**GIVEN DATA:**
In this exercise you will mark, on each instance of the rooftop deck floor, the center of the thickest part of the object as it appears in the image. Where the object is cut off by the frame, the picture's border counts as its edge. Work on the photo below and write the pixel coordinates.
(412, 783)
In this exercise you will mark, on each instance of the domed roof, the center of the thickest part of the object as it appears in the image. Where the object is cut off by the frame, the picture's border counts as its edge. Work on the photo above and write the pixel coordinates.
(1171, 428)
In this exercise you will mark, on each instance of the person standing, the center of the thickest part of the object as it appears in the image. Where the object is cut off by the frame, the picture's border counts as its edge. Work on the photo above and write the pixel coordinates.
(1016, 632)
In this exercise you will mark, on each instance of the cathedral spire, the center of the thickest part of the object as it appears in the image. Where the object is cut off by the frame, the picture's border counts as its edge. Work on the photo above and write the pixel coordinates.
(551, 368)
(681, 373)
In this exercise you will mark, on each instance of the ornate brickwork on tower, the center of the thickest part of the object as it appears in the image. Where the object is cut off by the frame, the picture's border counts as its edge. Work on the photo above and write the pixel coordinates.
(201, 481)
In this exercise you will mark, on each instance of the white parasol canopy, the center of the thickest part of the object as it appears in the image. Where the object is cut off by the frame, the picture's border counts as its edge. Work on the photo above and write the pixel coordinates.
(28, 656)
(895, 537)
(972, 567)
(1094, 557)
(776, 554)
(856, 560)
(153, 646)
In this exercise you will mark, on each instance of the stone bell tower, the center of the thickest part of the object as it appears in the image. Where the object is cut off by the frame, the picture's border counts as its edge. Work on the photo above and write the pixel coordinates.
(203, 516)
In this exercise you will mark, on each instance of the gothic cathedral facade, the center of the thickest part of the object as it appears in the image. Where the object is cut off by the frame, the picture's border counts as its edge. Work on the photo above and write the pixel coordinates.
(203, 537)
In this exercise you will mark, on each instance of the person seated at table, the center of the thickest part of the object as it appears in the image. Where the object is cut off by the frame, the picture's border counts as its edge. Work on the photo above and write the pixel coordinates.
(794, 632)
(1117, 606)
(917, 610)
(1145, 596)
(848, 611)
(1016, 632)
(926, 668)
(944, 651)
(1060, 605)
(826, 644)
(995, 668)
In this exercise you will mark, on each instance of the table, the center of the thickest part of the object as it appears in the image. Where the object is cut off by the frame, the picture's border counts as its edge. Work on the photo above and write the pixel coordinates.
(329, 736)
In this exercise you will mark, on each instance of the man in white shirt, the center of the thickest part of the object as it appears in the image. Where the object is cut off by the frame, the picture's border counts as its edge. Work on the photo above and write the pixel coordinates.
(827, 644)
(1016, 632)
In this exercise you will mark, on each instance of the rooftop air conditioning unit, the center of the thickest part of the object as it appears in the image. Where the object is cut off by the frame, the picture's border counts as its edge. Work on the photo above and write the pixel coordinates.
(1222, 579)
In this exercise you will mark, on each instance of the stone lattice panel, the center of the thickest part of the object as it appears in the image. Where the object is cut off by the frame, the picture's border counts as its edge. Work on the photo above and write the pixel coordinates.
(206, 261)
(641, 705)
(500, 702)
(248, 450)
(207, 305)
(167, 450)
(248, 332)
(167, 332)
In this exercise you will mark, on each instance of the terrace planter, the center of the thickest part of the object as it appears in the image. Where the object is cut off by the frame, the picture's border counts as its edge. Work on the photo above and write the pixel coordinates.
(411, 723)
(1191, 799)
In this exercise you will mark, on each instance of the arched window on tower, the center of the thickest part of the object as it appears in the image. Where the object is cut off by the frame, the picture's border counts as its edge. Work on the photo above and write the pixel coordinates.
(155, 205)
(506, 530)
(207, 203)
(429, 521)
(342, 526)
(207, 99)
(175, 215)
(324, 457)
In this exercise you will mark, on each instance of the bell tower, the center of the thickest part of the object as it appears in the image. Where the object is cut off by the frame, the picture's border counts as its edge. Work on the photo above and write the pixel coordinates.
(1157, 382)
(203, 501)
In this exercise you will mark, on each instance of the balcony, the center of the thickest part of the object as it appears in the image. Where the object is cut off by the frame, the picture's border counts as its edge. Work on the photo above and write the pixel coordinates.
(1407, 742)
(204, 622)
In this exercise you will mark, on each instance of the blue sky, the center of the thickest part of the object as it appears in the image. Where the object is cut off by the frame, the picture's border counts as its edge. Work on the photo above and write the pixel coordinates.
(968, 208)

**EXERCISE REQUIREMENTS:** Nothing but an exact transcription of the records is expected.

**RESPONSE TO THIS TASK:**
In this exercise you will mark, on each instance of the rooftop deck floor, the center of the thickest part of the object as it appears in the image. Where the object is cut off by the frame, the picture's border counts as its edge. Work on the photo below and write the pixel coordinates.
(412, 783)
In this exercise you will mark, on each instance of the domed roof, the center of the thickest part of the object as it appears in the image. Where the object is cut off by the frame, the picture's border counts as its edge. Work on the photo above and write the pixel coordinates.
(1171, 428)
In this exercise you will mark, on each instance of the person standing, the center of the thickest part of the object as it appears in the image. Where the object is cut off by the frame, the picture's border counts as its edge. Work on the photo above and write the pixel coordinates.
(1016, 632)
In this exercise you will mark, on each instance of the cathedral spire, the center of the thickest part of the object as it appears in the image. Where the object is cut off by the frame, the picture's border counts as its edge. Work on the photo above and write the pixel coordinates.
(551, 368)
(681, 373)
In this exercise you will mark, on each instance of the ornate brickwork on tower, the center of the thickest part of the object as it appears in the image. Where the object is cut off by the frame, the picture's border counts as its edge. Work on the photo above and write the pixel coordinates.
(201, 481)
In this exercise you will mark, on each instance of the white parasol canopy, the center of the thickest part of the object as it appears in the image. Where the object is cut off by the frame, the picture's border counts as its edge. Work on the photo above and write the pixel coordinates.
(28, 656)
(895, 537)
(972, 567)
(1094, 557)
(776, 554)
(856, 560)
(153, 646)
In this exercise you will mark, on each instance of the stone bell tower, the center of the thickest part of the object as it appears in the image. Where the object is cut off by the frame, the picture's border counts as its edge. Work on the photo above and write the pixel coordinates.
(203, 516)
In this exercise you will mark, on each instance of the gothic cathedral facade, the center of the thickest part of the object as it appears in the image. Where the object is cut off by the frame, the picture's border counts as its edge. Work on the photo above and write the pixel coordinates.
(203, 537)
In this exercise you will mark, on each instance of the person seated at table, the center of the thickest part of the object as it appears in the image. Where the object is cut off by the frame, the picture's border counts as its edge. Work on the photo above and write the pixel coordinates.
(794, 632)
(1117, 606)
(917, 610)
(1145, 596)
(848, 611)
(1016, 632)
(926, 668)
(944, 651)
(1060, 605)
(826, 644)
(995, 668)
In this exercise you will mark, on each instance of the table, the center of the thickest part of the object as it appears in the image. Where the object is cut off by the frame, the picture's border counts as its edge. Work on the photo above and write the pixel coordinates.
(329, 736)
In this exercise you will mark, on each instance of the man in white shirt, the center of the thickest part of the object as it appears in the image. Where the object is cut off by the frame, the picture's border counts as its edge. Work on the photo above and write the pixel coordinates.
(827, 644)
(1016, 632)
In this exercise you will mark, on each instance of the rooftop air conditioning unit, the center of the thickest part of the object as it appears in the image. Where the object is cut off by the frame, the picture's border counts as its edge. Work on the photo above and write the pixel coordinates.
(1222, 579)
In this exercise you will mark, on each instance of the stone lattice panel, the center of the thickest part of the object as it appears in the image. Where the object is cut off by the frame, the picture's border counts as its edge. Work on the photo above and write the pixel coordinates.
(206, 261)
(641, 705)
(500, 702)
(248, 450)
(207, 305)
(167, 450)
(248, 332)
(167, 332)
In this exercise you will mark, on each instance of the terrace planter, the center of the thickest part of the object as it appears in the image. Where the object is cut off by the frame, the picture's border counts as its edge. Work on the photo above and write the pixel coordinates.
(411, 723)
(1191, 799)
In this exercise you will mark, on each instance of the arched window on tower, the center of the thickest part of the object as it appears in the image. Where the object is cut off by the frame, the picture's border counts as its edge. Work on the photo above and write the pixel coordinates.
(155, 205)
(506, 530)
(207, 203)
(429, 521)
(342, 526)
(207, 99)
(175, 215)
(324, 457)
In this exercise you will mark, on each instance of the bell tower, the center of the thickest part of the object as it appears in the image. Where the object is cut off by the frame, the picture's border counts as its edge. Work on the photo above and write the pixel coordinates.
(1157, 382)
(203, 501)
In this exercise you will mark, on each instance of the balcony, the center of the thickest part of the object as it appears in the image. Where the object is cut off by the frame, the picture's border counts as its edge. Work on the photo above and write the pixel coordinates.
(1407, 742)
(204, 622)
In this exercise you will mark, on each instance of the blue sky, the center of the thickest part of the object as it appears in the image. Where the object is cut off by the frame, the picture's border counts as its edge. Work on the photo above and write the pixel coordinates.
(968, 208)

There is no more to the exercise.